# CHALLENGE
Repeat verbatim the lines of the data below, starting with the line that contains "Target | metal canopy pole" and going on through the line that contains "x=218 y=474", with both of those lines included.

# MATERIAL PROVIDED
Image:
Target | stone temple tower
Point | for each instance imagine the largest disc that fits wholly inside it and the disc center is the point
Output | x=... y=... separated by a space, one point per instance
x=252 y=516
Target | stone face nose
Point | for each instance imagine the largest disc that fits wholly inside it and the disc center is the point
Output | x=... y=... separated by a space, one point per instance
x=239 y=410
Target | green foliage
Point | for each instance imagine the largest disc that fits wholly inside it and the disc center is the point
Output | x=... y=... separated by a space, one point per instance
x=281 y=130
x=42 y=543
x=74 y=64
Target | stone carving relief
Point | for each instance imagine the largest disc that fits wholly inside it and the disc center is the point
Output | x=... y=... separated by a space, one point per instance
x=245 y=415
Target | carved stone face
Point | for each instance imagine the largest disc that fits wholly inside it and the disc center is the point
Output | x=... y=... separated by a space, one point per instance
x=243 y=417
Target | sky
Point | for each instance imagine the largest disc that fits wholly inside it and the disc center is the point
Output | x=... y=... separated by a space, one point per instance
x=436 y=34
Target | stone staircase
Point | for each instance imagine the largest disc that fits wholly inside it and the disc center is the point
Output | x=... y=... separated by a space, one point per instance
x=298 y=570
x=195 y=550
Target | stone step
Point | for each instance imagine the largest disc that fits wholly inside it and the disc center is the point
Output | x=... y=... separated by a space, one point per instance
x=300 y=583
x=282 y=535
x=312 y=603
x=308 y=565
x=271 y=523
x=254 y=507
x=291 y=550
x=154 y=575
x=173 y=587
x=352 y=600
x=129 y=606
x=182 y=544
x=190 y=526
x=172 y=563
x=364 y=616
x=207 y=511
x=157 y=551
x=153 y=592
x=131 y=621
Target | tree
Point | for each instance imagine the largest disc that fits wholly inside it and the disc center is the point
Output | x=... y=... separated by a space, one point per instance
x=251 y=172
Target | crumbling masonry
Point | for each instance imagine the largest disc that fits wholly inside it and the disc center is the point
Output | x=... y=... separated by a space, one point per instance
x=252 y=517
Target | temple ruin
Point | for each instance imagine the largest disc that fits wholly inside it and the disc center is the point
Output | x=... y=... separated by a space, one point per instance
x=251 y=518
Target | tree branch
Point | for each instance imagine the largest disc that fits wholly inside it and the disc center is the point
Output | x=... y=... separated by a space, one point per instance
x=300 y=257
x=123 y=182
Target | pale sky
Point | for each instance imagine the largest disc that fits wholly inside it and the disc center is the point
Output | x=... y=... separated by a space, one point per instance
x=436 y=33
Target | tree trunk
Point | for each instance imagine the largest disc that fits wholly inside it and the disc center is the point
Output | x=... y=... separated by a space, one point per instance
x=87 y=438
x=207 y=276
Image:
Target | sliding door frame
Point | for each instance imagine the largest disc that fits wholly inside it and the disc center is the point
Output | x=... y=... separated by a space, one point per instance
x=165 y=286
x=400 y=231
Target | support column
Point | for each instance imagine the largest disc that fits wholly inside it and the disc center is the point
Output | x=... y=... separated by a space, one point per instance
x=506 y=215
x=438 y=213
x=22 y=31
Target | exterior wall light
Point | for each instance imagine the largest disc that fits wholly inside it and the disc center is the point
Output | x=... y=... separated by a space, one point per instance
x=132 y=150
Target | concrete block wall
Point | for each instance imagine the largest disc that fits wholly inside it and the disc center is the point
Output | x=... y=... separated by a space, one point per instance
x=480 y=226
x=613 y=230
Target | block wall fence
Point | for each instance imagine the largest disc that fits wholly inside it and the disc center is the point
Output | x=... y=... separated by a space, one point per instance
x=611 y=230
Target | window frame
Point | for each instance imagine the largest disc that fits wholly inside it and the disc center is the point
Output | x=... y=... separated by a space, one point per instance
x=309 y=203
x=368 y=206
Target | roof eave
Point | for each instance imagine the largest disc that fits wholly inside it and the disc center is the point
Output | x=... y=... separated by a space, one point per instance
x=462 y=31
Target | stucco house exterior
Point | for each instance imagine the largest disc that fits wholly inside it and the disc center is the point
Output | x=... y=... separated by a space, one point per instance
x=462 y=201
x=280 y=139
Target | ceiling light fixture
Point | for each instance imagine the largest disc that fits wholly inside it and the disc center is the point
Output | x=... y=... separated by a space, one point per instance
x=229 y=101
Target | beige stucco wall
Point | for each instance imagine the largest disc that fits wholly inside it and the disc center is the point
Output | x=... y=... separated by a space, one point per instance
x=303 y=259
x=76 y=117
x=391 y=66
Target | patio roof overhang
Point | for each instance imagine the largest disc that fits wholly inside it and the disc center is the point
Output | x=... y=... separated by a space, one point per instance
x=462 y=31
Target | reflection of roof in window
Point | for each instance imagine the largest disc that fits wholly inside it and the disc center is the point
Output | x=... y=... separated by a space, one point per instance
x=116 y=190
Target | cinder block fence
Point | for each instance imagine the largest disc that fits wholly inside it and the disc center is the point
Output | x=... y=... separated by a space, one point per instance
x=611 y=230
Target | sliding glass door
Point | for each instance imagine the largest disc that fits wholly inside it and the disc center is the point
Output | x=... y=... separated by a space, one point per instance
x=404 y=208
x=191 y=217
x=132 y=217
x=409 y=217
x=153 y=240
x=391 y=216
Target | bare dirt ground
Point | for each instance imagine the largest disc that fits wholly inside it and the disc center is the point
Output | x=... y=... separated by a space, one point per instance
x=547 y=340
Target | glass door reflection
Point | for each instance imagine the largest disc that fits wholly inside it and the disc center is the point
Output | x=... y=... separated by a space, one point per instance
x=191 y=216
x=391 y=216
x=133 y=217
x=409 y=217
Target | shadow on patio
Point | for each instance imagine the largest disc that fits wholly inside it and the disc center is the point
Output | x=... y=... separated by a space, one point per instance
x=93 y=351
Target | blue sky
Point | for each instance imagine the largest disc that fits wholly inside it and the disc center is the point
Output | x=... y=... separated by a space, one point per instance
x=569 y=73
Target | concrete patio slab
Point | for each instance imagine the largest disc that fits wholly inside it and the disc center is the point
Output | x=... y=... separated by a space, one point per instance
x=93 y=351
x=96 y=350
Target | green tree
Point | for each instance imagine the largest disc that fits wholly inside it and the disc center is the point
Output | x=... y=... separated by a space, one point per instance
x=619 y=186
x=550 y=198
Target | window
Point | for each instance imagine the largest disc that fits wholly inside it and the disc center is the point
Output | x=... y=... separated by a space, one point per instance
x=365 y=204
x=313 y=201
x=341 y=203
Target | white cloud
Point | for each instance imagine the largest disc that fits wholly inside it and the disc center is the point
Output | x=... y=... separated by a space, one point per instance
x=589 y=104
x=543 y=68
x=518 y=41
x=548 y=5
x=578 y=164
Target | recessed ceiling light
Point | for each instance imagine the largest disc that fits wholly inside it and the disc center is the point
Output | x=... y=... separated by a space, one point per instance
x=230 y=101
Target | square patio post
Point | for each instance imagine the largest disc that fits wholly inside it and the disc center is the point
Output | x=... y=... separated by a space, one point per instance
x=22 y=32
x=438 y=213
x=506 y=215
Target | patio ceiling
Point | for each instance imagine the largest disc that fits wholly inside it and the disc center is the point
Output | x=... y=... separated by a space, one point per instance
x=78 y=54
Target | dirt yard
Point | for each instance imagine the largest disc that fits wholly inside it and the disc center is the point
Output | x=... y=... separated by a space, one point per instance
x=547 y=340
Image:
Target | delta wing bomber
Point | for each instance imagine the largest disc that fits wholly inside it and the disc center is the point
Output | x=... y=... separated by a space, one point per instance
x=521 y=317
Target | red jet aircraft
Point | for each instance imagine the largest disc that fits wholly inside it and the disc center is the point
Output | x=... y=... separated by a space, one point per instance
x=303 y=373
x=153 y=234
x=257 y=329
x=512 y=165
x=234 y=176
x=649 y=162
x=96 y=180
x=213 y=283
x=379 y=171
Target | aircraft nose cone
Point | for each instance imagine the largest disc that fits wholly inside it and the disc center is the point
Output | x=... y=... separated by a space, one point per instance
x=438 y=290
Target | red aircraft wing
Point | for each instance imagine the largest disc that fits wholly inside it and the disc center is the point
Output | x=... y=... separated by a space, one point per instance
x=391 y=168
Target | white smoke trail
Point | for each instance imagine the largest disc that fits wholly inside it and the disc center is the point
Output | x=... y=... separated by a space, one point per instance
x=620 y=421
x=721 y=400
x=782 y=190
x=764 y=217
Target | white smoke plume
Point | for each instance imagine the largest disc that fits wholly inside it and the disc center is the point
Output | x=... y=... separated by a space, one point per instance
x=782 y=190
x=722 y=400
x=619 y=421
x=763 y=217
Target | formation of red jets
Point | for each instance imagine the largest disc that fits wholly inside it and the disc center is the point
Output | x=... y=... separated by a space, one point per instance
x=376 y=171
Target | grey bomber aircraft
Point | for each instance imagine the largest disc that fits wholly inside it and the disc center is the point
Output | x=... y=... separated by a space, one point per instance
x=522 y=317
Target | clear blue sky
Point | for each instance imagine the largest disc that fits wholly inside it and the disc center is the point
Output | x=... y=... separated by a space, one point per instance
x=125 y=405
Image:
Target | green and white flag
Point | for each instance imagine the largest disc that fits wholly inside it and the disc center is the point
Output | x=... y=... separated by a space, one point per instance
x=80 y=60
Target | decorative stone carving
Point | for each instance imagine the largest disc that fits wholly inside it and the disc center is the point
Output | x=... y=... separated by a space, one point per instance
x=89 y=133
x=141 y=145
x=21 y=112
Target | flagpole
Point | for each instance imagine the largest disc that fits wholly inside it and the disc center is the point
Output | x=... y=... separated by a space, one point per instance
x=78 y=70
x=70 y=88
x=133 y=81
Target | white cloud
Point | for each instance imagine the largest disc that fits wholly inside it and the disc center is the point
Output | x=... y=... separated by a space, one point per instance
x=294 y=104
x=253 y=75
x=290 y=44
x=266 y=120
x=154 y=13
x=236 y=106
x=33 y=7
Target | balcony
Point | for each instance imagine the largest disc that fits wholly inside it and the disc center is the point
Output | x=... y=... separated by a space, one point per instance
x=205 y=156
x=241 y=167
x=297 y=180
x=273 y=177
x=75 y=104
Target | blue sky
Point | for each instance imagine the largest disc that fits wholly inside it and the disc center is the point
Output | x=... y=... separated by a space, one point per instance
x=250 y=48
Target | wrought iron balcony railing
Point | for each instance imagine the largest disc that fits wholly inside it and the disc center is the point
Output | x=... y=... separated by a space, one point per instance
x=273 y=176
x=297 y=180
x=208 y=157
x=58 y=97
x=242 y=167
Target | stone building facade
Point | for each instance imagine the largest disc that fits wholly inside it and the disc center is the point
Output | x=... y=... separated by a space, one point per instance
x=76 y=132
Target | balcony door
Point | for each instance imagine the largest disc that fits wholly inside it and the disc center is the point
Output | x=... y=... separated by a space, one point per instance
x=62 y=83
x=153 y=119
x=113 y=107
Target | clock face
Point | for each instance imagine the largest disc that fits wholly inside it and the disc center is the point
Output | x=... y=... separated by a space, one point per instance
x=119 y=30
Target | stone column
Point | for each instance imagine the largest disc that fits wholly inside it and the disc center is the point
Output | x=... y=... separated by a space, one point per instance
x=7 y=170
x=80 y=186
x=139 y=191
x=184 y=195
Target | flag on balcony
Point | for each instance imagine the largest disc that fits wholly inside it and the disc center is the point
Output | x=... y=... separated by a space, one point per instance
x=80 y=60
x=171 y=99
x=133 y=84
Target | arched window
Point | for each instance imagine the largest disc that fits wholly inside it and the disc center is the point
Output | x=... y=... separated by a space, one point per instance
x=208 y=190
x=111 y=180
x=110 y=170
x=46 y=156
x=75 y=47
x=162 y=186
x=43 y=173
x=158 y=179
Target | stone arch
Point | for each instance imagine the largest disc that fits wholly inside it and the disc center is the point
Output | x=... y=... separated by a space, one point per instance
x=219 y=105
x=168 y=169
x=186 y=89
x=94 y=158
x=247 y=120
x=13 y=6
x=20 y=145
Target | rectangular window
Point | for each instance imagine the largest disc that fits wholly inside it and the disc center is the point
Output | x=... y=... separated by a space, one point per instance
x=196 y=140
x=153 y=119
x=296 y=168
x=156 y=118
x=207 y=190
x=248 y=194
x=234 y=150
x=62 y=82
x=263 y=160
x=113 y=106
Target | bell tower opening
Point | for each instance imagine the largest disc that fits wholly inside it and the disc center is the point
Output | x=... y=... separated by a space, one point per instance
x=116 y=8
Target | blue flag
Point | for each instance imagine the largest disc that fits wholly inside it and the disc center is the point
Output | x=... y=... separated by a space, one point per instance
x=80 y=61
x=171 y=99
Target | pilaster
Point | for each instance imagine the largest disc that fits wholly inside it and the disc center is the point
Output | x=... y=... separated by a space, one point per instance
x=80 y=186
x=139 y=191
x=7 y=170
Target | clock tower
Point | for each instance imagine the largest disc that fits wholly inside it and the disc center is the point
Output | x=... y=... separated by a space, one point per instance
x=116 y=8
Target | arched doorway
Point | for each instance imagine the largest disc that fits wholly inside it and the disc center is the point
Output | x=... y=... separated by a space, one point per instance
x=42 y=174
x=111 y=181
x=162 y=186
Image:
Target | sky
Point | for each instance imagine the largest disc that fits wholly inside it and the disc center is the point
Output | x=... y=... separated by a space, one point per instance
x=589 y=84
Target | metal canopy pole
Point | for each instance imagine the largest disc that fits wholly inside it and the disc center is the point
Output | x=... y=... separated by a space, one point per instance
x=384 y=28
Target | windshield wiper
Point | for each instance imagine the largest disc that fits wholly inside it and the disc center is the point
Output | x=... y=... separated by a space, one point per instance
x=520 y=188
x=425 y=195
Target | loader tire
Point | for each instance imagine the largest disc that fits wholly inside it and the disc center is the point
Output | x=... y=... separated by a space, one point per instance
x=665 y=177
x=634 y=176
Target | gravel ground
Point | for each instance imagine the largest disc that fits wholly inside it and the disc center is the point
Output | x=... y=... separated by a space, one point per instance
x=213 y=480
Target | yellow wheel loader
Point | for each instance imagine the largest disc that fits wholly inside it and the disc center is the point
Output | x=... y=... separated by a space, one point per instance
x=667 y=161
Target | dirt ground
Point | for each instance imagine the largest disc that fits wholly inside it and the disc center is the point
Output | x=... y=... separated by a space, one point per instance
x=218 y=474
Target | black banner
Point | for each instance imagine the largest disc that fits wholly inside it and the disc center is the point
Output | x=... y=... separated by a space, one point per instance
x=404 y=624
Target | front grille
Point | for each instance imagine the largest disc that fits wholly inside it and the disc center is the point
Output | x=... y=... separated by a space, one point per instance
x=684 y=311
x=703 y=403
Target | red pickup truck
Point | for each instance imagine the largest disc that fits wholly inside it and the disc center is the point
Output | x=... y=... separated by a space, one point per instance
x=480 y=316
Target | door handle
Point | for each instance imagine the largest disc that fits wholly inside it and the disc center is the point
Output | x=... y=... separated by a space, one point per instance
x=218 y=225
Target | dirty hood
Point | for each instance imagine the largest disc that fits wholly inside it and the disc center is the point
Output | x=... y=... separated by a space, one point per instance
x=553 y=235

# EXPECTED ANSWER
Target | metal canopy pole
Point | for each instance imagine the largest disc that fits wholly inside it and the disc center is the point
Output | x=... y=... separated by a space, one point per instance
x=384 y=28
Target | windshield wiper
Point | for each instance imagine the largest disc that fits wholly inside it and the disc center is the point
Output | x=... y=... separated by a space, one point per instance
x=520 y=188
x=425 y=195
Target | loader tire
Point | for each instance imagine the largest disc that fits wholly inside it and the disc center is the point
Output | x=... y=... separated by a space, one point per instance
x=665 y=177
x=634 y=176
Target | gravel ground
Point | for each instance imagine the largest disc that fits wholly inside it and the disc center is the point
Output | x=... y=... separated by a space, one point per instance
x=213 y=480
Target | yellow wheel loader
Point | for each instance imagine the largest disc that fits wholly inside it and the disc center is the point
Output | x=... y=... separated by a space, one point per instance
x=667 y=161
Target | dirt ground
Point | for each instance imagine the largest disc that fits wholly inside it and the disc center is the point
Output | x=... y=... separated by a space, one point per instance
x=218 y=474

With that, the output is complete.